Text ::
* * * * * * * * *

So, Ty, from everything that you have seen and heard up to this point, do you believe anyone in Trump's inner circle should be charged?

COBB: I think that, you know, from everything I have seen and heard and, thanks to the good reporting on all of this, that there are some serious facts out there.


The phone calls to Raffensperger and Mr. Bower's concern me greatly. You know, the demand to find 11,470 votes is of concern to me. The efforts in both Arizona and Georgia I think, you know, present difficult choices for the Justice Department.

I also think the facts that are evolving, Ms. Hutchinson testified to, that it sounds like, if true, Pat Cipollone advised the president that there were serious criminal concerns at issue before he took certain actions. I think that is very problematic. I think -- you know, it's -- I'm concerned about the role that Mark Meadows played and certainly the role that certain of his individual counsel played.

* * * * * * * * *

(Excerpts of pointing data)
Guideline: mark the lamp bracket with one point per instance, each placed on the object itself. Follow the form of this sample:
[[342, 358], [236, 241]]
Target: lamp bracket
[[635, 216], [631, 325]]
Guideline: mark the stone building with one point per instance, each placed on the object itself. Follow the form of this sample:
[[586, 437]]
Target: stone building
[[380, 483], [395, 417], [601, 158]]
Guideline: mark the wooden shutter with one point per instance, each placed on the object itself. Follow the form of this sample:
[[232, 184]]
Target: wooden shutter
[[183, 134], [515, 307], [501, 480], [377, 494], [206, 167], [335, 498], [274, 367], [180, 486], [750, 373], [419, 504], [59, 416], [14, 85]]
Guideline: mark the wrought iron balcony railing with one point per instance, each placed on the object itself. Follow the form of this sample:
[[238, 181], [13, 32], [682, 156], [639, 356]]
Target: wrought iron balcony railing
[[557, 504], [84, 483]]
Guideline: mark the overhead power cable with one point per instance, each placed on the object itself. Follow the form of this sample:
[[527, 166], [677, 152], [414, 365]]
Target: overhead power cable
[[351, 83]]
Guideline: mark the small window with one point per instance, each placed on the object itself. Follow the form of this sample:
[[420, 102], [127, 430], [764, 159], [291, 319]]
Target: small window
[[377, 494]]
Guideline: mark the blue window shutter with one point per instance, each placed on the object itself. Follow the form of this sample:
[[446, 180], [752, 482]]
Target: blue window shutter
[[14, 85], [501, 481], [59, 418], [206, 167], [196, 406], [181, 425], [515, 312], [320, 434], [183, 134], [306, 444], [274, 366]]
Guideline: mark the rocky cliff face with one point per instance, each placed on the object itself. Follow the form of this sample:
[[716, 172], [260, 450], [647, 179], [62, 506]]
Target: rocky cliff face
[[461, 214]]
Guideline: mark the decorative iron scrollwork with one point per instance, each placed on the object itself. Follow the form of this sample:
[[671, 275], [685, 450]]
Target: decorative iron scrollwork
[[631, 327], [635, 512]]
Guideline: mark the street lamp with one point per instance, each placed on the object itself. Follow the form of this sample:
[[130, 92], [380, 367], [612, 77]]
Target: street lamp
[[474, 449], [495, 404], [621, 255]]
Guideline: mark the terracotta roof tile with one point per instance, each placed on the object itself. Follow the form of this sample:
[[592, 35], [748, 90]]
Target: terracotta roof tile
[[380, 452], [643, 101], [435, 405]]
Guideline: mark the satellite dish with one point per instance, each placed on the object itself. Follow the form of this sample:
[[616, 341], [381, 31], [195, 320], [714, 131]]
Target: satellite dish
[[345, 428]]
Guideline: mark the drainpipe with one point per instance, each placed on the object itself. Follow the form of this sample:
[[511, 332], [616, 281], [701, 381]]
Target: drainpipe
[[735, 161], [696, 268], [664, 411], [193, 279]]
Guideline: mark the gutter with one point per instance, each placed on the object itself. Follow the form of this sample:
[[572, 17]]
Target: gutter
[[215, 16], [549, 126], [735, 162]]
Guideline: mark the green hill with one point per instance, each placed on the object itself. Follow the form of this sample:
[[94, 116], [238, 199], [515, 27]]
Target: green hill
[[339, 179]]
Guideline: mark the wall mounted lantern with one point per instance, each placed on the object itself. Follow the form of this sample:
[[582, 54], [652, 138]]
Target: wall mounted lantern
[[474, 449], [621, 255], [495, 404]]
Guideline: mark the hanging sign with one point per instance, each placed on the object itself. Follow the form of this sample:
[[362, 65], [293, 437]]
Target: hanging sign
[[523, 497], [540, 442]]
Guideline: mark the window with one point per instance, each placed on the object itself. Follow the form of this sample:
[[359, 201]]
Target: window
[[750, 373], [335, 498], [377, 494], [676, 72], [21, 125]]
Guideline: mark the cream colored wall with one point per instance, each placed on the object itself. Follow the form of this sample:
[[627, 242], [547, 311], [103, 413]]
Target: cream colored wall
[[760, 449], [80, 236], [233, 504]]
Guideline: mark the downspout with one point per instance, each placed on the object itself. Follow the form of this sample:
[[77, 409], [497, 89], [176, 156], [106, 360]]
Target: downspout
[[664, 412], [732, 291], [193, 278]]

* * * * * * * * *

Task to complete ::
1. In the transcript, what number of votes does Cobb say someone demanded be found?
2. Which two states does Cobb name as places where efforts present difficult choices for the Justice Department?
3. Who testified to the facts about Pat Cipollone advising the president?

Solution ::
1. 11,470
2. Arizona and Georgia
3. Ms. Hutchinson